** begin LISTED ENTRIES **

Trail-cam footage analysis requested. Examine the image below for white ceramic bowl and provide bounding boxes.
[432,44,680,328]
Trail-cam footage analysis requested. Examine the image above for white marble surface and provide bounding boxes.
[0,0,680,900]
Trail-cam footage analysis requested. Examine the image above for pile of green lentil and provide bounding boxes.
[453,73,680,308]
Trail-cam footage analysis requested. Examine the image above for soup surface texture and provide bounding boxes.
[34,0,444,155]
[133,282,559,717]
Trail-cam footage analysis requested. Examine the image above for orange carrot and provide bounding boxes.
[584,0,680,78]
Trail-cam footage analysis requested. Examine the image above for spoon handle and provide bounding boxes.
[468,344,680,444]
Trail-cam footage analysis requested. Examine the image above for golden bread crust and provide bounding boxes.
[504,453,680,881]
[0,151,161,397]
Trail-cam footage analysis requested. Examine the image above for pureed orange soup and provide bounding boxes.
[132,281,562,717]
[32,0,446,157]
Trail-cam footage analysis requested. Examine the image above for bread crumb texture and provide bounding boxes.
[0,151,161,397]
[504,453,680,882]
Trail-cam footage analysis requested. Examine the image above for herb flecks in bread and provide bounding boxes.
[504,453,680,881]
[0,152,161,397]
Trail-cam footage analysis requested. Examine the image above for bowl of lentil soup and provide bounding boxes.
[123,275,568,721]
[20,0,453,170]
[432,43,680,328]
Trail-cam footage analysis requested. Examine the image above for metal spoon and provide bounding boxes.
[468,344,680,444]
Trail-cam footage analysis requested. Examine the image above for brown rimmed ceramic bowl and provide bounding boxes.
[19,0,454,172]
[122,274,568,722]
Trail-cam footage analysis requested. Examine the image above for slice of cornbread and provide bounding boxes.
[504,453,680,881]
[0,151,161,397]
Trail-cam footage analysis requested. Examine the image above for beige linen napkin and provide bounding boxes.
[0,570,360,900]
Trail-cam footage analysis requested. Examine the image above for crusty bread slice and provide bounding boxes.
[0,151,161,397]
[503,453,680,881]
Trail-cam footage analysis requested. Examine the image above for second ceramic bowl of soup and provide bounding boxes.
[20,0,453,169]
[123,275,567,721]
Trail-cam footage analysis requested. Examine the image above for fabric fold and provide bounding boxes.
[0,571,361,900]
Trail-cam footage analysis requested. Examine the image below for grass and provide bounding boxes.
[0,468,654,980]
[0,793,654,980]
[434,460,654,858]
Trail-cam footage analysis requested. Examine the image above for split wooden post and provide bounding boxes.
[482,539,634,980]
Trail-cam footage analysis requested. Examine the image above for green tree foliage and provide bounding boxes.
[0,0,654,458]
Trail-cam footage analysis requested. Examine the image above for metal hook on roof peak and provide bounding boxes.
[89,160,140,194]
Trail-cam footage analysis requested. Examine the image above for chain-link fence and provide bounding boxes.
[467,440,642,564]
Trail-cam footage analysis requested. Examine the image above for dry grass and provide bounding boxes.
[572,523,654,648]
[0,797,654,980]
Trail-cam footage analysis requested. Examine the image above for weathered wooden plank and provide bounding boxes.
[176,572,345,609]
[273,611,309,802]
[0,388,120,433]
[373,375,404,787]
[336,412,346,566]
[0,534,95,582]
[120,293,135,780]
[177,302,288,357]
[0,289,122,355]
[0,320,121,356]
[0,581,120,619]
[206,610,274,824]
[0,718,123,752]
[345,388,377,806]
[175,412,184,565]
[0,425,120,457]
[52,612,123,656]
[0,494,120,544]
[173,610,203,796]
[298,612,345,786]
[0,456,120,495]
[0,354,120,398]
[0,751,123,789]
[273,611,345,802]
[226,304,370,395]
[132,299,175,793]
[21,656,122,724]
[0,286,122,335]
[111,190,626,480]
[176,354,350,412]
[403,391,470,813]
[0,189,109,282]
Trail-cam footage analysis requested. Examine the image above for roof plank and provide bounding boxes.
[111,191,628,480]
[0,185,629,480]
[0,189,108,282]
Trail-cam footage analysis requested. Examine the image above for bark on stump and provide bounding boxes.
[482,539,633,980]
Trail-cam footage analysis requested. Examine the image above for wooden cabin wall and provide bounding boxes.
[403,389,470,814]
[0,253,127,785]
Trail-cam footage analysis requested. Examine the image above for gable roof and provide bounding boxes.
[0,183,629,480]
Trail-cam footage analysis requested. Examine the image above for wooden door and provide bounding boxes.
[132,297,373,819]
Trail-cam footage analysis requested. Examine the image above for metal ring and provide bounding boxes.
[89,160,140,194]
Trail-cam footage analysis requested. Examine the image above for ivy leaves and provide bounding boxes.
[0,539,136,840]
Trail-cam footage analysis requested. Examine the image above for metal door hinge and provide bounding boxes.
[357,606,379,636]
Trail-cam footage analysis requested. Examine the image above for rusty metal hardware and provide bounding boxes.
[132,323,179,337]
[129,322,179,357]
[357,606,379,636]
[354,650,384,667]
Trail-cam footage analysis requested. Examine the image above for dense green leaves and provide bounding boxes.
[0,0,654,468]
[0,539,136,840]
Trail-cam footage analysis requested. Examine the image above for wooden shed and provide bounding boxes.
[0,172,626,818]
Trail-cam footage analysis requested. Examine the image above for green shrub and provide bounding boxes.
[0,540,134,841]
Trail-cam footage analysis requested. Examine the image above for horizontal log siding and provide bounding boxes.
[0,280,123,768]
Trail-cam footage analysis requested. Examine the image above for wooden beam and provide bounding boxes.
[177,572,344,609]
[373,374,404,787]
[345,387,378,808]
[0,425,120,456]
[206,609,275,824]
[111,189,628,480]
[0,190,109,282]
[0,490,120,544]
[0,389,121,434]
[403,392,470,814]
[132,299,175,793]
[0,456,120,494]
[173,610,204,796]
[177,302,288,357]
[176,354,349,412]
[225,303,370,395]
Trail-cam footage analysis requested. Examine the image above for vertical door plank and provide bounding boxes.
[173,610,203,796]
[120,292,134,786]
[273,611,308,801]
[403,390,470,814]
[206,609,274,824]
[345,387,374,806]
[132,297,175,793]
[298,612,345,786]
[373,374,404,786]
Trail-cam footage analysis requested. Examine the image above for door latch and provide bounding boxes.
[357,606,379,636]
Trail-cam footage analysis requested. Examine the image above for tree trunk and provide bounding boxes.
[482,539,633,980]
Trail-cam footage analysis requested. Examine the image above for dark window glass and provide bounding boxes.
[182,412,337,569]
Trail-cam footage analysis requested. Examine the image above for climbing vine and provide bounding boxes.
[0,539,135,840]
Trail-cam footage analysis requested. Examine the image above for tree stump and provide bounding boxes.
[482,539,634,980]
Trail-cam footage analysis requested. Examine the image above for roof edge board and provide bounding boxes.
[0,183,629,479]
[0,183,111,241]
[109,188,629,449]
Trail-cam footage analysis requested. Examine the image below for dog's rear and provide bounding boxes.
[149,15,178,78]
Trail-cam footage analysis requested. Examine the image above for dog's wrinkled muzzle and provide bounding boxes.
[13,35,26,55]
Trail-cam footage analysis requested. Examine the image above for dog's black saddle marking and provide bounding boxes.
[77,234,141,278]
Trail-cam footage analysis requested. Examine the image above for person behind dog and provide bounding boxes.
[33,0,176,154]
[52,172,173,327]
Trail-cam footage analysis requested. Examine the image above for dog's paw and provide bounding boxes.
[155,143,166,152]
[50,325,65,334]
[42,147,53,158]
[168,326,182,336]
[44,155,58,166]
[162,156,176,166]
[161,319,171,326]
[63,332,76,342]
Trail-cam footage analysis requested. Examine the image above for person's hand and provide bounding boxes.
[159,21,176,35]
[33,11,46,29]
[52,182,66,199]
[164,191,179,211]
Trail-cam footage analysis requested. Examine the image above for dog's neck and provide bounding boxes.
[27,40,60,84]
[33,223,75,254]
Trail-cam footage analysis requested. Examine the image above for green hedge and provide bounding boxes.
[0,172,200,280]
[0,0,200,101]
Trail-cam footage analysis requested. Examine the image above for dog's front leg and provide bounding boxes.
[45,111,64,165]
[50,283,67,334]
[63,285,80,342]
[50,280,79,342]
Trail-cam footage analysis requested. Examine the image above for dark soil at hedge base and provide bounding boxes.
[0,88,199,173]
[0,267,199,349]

** end LISTED ENTRIES **

#### [GOAL]
Output as a JSON list of strings the lines from the one containing "base and provide bounding boxes." up to and including the final line, one string per line, with blank lines left out.

#### [COMPLETED TASK]
[
  "Trail-cam footage analysis requested. Examine the image above for dark soil at hedge base and provide bounding boxes.",
  "[0,88,199,173]",
  "[0,267,199,349]"
]